Dr. Riteesha Reddy
The Aging Well Issue

Bone Health Should Not Be an Afterthought

Neglecting preventive health care can have serious consequences later in your life. That’s why, especially as you age, it’s important to develop proactive strategies for protecting your health.

As a rheumatologist and a board-certified lifestyle healthcare provider, I treat people of all ages for conditions like rheumatoid arthritis, vasculitis, and osteoporosis. In the United States, oftentimes, we focus more on disease care than on true health care, which includes taking steps to prevent getting sick in the first place.

This is more than prevention. This is an investment in your future body.

Pillars of a Healthy Life

In my practice, I prioritize not just treating diseases but also reducing the risk of complications, flare-ups, and further health issues down the line. Many people don’t realize just how big of an impact these preventive lifestyle choices can have on their future well-being. I often tell my patients, “This is more than prevention. This is an investment in your future body.”

The American College of Lifestyle Medicine teaches that there are six pillars of lifestyle medicine: 

  • Nutrition
  • Physical activity
  • Seep
  • Limitation of risky substances (alcohol and tobacco, for example)
  • Stress management
  • Social support

As people get older, it’s important to address each of these areas to minimize the risk of disease and the negative effects of aging, including decreased mobility and quality of life.

I often see people who are doing really well in some of these areas but haven’t been paying attention to others.

Someone might come in with chronic pain, and even though they’re eating well and managing their stress, they aren’t getting restful sleep. Someone else might be exercising regularly but not paying attention to their nutrition. My goal is to help them look at all six pillars so we can create a plan to reduce their pain and improve their overall health. These lifestyle factors become even more important as you age.

Point-per-instance localization listing:
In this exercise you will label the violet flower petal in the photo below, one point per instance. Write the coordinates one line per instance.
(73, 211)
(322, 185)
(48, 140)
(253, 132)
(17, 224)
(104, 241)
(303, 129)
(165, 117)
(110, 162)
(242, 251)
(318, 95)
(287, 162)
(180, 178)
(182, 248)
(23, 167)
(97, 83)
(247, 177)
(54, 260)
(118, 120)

▶ **Work instructions**
A) Which conditions does the rheumatologist in the bone health article name as ones she treats in people of all ages?
B) Transcribe the part of the bone health article that opens with the words containing "Bone Health Should" and closes with "the first place.".
C) Pick up the bone health article from the point where it stops.
The listing has no part in any of this work.

▶ **Solved tasks**
A) Rheumatoid arthritis, vasculitis, and osteoporosis.

B)
Bone Health Should Not Be an Afterthought

Neglecting preventive health care can have serious consequences later in your life. That’s why, especially as you age, it’s important to develop proactive strategies for protecting your health.

As a rheumatologist and a board-certified lifestyle healthcare provider, I treat people of all ages for conditions like rheumatoid arthritis, vasculitis, and osteoporosis. In the United States, oftentimes, we focus more on disease care than on true health care, which includes taking steps to prevent getting sick in the first place.

C)
Don’t Forget About Your Bones

Bone health is something that should be top of mind as you get older.

Osteoporosis—a disease that makes you more susceptible to breaks and fractures—is a very common problem for people over 50. That’s why it’s important to have regular bone density screenings, which are correlated with a reduced risk of hip fractures. Another important factor is eating a diet rich in calcium, vitamin D, potassium, and protein.

Fall prevention is an area I really try to emphasize for people over 65. Avoiding falls as you get older is so important for your mobility and confidence. Your balance decreases as you age, which can increase your risk of injury—especially breaks and fractures. Doing balance exercises helps combat this, and so is staying physically active. It’s important to remember that physical activity is not just about aerobic fitness but also strength and flexibility.

I like to emphasize weight-bearing exercises like walking, dancing, or weight training, which will help you strengthen your muscles and maintain your balance as you get older. Other things you can do to prevent falls include keeping your eyeglass prescription up to date, addressing any hearing loss, making sure floors and stairs are clear of any objects, and using a walker if you need one.

Managing Existing Conditions

All this being said, prevention is just one piece of the puzzle. Managing existing issues is just as important. I often see people with chronic conditions—like rheumatoid arthritis—who are resistant to medications because they’re concerned about their potential side effects. They’ll say, “Oh, it’s not that bad. I’ll power through without treatment.” I want to help them understand that, just like prevention, treatment is critical for keeping these conditions in check and avoiding complications down the line.

Taking care of yourself as you age can greatly impact your quality of life. That’s why it’s so important to be proactive about your health as you get older and work with your healthcare providers to address issues as they come up.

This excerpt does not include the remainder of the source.